Alıntı metin:
++++++++
Ashab-ı Kiram Efendilerimiz, O’nun huzur-u seniyyelerinde bulunabilmek için her türlü zorluk, sıkıntı ve meşakkate göğüs gerer ve bu huzuru maddi-manevi her şeye tercih ederlerdi. Öyle ki, O’nun huzurunda iken, evlâd ü iyal, çoluk-çocuk, mal-mülk hiçbir şey düşünmezlerdi ve O’na öylesine bir bağlılık gösterirlerdi ki, farz-ı muhal, Allah Rasulü “gidin dünyanın dört bir yanına dağılın” deseydi, hiç tereddüt etmeden bu emri yerine getirmeye çalışırlardı. İşte o huzur ve huzurdaki insibağ, sahabe dediğimiz o toplumu böyle aşkın hale getiriyordu.
++++++++
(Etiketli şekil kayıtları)
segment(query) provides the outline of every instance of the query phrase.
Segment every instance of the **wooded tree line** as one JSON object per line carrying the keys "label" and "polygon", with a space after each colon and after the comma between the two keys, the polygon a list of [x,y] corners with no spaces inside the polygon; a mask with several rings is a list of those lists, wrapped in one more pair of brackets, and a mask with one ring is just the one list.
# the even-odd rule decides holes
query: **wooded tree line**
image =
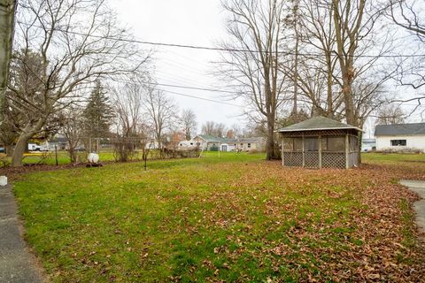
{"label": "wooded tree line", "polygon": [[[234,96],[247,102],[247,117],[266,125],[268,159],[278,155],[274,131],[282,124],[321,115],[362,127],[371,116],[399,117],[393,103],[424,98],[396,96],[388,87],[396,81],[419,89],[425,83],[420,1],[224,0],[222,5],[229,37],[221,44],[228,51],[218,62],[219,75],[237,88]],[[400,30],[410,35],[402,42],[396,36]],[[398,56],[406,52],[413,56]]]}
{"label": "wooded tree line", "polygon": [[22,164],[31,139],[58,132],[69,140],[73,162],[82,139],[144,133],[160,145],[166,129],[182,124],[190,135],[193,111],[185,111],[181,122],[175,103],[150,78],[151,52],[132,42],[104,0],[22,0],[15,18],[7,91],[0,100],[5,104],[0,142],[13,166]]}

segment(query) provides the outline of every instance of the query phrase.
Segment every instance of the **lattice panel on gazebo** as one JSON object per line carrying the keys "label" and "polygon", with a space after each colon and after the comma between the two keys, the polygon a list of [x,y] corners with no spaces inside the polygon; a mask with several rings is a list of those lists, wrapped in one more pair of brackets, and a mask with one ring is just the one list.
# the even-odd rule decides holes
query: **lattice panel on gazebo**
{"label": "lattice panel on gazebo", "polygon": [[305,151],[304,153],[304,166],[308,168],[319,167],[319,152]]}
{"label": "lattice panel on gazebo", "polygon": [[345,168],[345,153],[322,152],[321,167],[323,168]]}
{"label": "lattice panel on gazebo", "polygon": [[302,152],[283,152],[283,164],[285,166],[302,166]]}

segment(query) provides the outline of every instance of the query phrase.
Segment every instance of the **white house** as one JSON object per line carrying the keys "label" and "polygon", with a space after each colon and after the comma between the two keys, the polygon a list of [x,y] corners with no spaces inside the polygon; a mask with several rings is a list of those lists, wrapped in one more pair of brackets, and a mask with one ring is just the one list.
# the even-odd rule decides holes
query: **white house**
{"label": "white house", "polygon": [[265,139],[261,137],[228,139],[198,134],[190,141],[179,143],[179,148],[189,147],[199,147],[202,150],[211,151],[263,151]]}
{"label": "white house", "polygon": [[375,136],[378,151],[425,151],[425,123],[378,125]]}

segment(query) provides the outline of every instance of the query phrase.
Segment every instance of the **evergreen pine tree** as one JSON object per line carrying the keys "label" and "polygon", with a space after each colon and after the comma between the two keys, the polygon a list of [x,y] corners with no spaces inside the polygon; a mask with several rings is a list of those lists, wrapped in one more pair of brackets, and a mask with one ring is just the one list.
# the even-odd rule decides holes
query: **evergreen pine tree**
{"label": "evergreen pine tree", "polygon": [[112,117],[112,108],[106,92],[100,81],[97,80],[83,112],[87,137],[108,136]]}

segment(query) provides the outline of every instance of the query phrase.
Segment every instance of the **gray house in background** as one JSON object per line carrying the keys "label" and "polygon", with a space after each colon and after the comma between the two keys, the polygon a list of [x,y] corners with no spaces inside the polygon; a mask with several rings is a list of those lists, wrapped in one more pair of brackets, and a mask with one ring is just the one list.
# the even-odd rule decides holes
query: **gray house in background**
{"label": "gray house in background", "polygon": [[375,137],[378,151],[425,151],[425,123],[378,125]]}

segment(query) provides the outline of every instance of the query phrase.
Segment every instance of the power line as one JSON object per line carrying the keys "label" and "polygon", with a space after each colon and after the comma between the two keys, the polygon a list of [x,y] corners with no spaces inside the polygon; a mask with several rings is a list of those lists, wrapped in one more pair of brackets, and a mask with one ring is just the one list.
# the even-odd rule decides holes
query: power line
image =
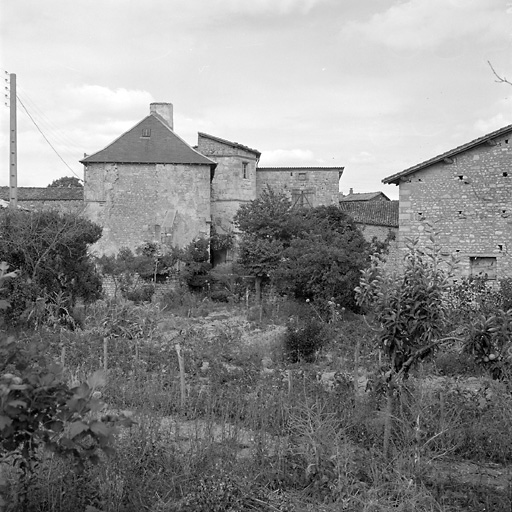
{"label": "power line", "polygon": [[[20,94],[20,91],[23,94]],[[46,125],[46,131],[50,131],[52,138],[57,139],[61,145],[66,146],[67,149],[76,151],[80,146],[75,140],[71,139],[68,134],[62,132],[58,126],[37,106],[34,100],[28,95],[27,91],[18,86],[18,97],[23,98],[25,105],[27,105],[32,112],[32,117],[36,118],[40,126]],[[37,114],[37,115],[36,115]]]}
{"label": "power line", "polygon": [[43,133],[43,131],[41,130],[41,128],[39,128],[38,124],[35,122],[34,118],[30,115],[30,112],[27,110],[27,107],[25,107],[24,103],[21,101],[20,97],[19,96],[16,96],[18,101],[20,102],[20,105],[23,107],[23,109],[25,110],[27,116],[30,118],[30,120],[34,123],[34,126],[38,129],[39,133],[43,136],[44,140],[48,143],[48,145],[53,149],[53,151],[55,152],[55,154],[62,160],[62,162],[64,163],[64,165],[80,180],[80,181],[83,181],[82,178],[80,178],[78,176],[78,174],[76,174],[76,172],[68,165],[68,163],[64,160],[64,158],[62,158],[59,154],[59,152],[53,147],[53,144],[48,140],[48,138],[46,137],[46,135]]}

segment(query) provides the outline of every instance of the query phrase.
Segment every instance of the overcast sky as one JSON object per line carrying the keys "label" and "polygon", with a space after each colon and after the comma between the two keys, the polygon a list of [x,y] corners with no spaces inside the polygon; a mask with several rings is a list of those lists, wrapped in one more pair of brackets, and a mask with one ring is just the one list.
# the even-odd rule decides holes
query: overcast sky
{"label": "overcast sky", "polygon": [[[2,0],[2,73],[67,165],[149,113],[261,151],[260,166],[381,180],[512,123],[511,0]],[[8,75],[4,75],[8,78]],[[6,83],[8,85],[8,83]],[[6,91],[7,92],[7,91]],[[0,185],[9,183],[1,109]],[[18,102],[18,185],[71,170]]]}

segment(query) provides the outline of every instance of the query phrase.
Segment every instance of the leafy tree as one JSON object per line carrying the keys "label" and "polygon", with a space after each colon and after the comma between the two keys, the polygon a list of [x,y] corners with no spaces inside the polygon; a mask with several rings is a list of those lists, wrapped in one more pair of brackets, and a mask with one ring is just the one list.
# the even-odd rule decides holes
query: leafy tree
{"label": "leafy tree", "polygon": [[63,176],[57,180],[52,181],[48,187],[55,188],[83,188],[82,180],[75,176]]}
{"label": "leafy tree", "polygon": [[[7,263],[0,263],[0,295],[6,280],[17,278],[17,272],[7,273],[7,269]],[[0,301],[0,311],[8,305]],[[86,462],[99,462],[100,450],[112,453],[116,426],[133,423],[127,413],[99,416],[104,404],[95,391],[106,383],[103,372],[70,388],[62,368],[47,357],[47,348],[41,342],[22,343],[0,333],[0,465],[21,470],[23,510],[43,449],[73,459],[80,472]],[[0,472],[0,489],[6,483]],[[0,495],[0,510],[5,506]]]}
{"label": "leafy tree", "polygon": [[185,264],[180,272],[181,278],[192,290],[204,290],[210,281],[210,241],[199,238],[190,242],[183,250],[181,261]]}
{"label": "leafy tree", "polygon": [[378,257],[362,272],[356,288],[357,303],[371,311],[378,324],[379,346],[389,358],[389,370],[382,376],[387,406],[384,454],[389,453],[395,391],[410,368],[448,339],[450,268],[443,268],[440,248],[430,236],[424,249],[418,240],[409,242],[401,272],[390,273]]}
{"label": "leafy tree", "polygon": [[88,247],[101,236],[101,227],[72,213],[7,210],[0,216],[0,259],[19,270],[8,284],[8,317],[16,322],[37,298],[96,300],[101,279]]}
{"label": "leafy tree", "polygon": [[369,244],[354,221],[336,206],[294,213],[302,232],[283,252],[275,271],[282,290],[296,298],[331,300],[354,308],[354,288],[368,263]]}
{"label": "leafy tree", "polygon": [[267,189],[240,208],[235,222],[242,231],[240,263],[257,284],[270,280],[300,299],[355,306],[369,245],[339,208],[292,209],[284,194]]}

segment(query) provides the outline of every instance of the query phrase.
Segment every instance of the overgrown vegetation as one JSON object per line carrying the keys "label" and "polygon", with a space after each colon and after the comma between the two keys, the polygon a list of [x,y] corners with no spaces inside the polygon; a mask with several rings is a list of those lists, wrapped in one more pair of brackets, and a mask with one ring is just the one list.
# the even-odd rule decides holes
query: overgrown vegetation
++++++++
Yapılacak işler:
1 > Sahabe hakkındaki metinde "Ashab-ı Kiram Efendilerimiz, O’nun" ifadesinden başlayıp "aşkın hale getiriyordu." ifadesine kadar olan her şeyi kelimesi kelimesine yazın.
2 > Sahabe hakkındaki metne göre, Allah Rasulü "gidin dünyanın dört bir yanına dağılın" deseydi Ashab-ı Kiram ne yapardı?

Son cevaplar:
1 >
Ashab-ı Kiram Efendilerimiz, O’nun huzur-u seniyyelerinde bulunabilmek için her türlü zorluk, sıkıntı ve meşakkate göğüs gerer ve bu huzuru maddi-manevi her şeye tercih ederlerdi. Öyle ki, O’nun huzurunda iken, evlâd ü iyal, çoluk-çocuk, mal-mülk hiçbir şey düşünmezlerdi ve O’na öylesine bir bağlılık gösterirlerdi ki, farz-ı muhal, Allah Rasulü “gidin dünyanın dört bir yanına dağılın” deseydi, hiç tereddüt etmeden bu emri yerine getirmeye çalışırlardı. İşte o huzur ve huzurdaki insibağ, sahabe dediğimiz o toplumu böyle aşkın hale getiriyordu.

2 > Hiç tereddüt etmeden bu emri yerine getirmeye çalışırlardı.